▶ SET EXERCISE:
Set out the material from the line with "Can you see the rear door handle?" through the end of the material as a Markdown table with the columns Row and Line, numbering each row and leaving out blank lines.

# START OF MATERIAL

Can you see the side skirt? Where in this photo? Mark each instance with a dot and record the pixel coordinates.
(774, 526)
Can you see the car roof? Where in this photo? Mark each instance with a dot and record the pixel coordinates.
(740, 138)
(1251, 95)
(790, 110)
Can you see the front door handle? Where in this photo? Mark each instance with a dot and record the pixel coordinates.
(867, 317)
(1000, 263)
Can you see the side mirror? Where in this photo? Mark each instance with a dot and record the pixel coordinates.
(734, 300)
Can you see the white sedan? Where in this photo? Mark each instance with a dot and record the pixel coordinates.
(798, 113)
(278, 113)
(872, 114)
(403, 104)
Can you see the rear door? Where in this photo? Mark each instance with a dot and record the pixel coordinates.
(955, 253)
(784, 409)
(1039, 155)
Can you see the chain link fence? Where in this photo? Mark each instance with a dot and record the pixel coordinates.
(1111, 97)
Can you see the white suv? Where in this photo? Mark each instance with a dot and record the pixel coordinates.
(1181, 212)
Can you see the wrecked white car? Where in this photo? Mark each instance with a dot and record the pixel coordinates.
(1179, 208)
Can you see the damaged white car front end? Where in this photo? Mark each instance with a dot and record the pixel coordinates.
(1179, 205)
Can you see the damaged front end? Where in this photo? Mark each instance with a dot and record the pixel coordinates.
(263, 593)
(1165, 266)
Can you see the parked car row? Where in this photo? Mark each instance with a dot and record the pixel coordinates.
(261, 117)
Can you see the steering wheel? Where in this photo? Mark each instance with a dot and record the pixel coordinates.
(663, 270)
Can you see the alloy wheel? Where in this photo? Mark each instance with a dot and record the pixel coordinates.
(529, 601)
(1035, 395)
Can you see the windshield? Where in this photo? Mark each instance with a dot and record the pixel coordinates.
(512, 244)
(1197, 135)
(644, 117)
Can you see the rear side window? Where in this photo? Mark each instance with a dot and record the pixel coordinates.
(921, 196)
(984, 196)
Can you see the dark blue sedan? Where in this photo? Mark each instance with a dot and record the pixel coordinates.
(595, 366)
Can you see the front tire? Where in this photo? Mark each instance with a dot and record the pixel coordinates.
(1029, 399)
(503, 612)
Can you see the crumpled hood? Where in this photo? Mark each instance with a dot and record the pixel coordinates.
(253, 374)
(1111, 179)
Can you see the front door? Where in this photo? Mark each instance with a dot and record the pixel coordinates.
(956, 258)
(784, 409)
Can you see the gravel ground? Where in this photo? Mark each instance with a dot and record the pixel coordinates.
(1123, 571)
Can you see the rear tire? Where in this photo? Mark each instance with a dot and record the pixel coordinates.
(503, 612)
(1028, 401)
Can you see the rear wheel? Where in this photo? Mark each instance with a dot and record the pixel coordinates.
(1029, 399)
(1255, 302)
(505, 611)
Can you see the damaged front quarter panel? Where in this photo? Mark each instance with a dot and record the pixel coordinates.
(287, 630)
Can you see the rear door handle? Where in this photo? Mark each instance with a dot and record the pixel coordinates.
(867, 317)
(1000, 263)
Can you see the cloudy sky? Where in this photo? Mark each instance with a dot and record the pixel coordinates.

# END OF MATERIAL

▶ RESPONSE FOR THIS EXERCISE:
| Row | Line |
|---|---|
| 1 | Can you see the rear door handle? Where in this photo? Mark each instance with a dot and record the pixel coordinates. |
| 2 | (867, 317) |
| 3 | (1000, 263) |
| 4 | Can you see the cloudy sky? Where in this photo? Mark each instance with a dot and record the pixel coordinates. |